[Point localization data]
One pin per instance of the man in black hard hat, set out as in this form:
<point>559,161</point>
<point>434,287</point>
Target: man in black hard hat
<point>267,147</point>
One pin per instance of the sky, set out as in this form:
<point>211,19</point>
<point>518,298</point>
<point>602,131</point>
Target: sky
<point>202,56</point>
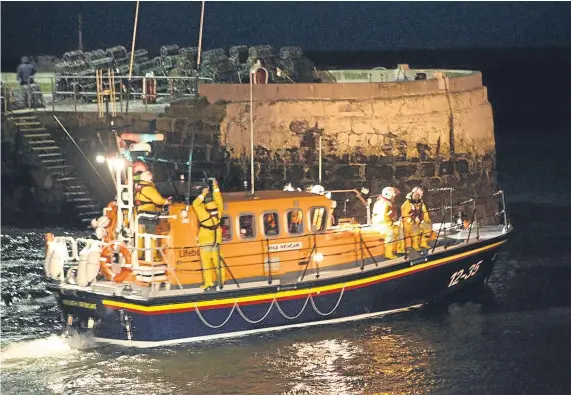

__Problem details__: Filter by the word "form": copy every line of the data that holds it.

__Exercise output__:
One pin per instance of the man in black hard hat, set out as in this form:
One pin per instance of the sky, set out as in this form:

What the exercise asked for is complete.